◆ Section des données:
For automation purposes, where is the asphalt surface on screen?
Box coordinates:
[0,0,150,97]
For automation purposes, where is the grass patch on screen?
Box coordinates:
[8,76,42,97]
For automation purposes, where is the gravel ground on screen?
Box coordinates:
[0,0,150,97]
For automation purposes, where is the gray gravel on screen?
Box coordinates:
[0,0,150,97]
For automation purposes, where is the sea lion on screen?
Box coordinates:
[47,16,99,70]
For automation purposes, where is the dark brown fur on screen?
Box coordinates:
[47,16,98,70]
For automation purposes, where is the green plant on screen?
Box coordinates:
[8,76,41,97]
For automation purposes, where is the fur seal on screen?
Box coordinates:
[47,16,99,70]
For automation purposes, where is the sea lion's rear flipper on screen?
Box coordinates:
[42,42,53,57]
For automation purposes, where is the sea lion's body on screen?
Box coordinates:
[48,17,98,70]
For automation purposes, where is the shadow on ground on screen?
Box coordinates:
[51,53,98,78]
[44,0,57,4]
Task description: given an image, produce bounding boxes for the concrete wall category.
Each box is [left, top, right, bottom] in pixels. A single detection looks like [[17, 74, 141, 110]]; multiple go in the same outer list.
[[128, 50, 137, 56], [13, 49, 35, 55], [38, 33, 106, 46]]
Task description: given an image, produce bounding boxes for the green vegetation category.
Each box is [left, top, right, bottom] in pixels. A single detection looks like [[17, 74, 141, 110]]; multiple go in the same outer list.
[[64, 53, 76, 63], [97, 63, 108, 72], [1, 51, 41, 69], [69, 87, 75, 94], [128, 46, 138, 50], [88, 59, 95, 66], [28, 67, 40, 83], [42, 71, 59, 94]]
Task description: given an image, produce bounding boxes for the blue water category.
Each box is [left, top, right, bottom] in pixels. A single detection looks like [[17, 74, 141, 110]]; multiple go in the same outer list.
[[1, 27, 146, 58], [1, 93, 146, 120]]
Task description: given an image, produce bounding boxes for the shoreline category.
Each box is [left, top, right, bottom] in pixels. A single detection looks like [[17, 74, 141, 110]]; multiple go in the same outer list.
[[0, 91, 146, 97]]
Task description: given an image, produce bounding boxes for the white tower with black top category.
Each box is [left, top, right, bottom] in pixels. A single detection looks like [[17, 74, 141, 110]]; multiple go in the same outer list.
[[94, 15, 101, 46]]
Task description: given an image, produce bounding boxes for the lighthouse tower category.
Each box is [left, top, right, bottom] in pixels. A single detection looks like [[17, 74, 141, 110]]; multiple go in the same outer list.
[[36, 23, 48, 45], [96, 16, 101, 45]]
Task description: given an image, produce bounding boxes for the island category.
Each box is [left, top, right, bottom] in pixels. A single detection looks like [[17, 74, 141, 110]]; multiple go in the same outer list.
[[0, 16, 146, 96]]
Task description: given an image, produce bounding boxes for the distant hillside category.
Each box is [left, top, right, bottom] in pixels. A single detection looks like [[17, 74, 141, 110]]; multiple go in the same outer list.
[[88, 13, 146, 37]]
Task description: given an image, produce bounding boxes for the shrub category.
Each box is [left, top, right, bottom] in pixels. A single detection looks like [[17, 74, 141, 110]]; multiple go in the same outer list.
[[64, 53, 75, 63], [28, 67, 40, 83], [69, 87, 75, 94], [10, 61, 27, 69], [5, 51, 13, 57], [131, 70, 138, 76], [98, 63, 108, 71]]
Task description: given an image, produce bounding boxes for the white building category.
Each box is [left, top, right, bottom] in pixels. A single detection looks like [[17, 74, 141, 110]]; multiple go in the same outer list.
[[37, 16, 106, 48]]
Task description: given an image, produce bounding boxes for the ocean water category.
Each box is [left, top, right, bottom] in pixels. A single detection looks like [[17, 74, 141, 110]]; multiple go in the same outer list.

◆ Votre objectif: Donnez sous forme de liste JSON de chaînes les lignes ci-dessus, en commençant par la ligne qui contient "green vegetation category." et en allant jusqu'à la ligne qui contient "[[0, 16, 146, 96]]", toutes deux incluses. Chaque ligne doit former une chaîne, et les lignes vides doivent être omises.

◆ Solution proposée:
[
  "Task description: given an image, produce bounding boxes for the green vegetation category.",
  "Each box is [left, top, right, bottom] in pixels. A single detection looks like [[17, 74, 141, 110]]; multiple go in the same outer list.",
  "[[64, 53, 76, 63], [97, 63, 108, 72], [1, 51, 41, 69], [69, 87, 75, 94], [128, 46, 138, 50], [88, 59, 95, 66], [28, 67, 40, 83], [42, 71, 59, 94]]",
  "Task description: given an image, produce bounding boxes for the blue water category.",
  "Each box is [left, top, right, bottom] in pixels. A single detection looks like [[17, 74, 141, 110]]; multiple go in the same outer list.",
  "[[1, 27, 146, 58], [1, 93, 146, 120]]",
  "Task description: given an image, produce bounding boxes for the shoreline category.",
  "Each box is [left, top, right, bottom] in pixels. A single detection looks like [[17, 74, 141, 110]]; multiple go in the same outer list.",
  "[[0, 91, 146, 97]]",
  "Task description: given an image, produce bounding boxes for the white tower with black top category.",
  "Each box is [left, top, right, bottom] in pixels. A single detection looks like [[17, 74, 141, 110]]; multiple go in the same outer list.",
  "[[94, 15, 101, 46]]",
  "Task description: given an image, produce bounding boxes for the lighthouse tower category.",
  "Each box is [left, top, right, bottom] in pixels. A single detection looks like [[17, 74, 141, 110]]; multiple go in the same outer list.",
  "[[36, 23, 48, 45], [96, 16, 101, 45]]",
  "Task description: given an image, produce bounding boxes for the island category.",
  "Each box is [left, top, right, bottom] in pixels. A single detection looks like [[17, 74, 141, 110]]; multiple go in the same outer list.",
  "[[0, 16, 146, 96]]"
]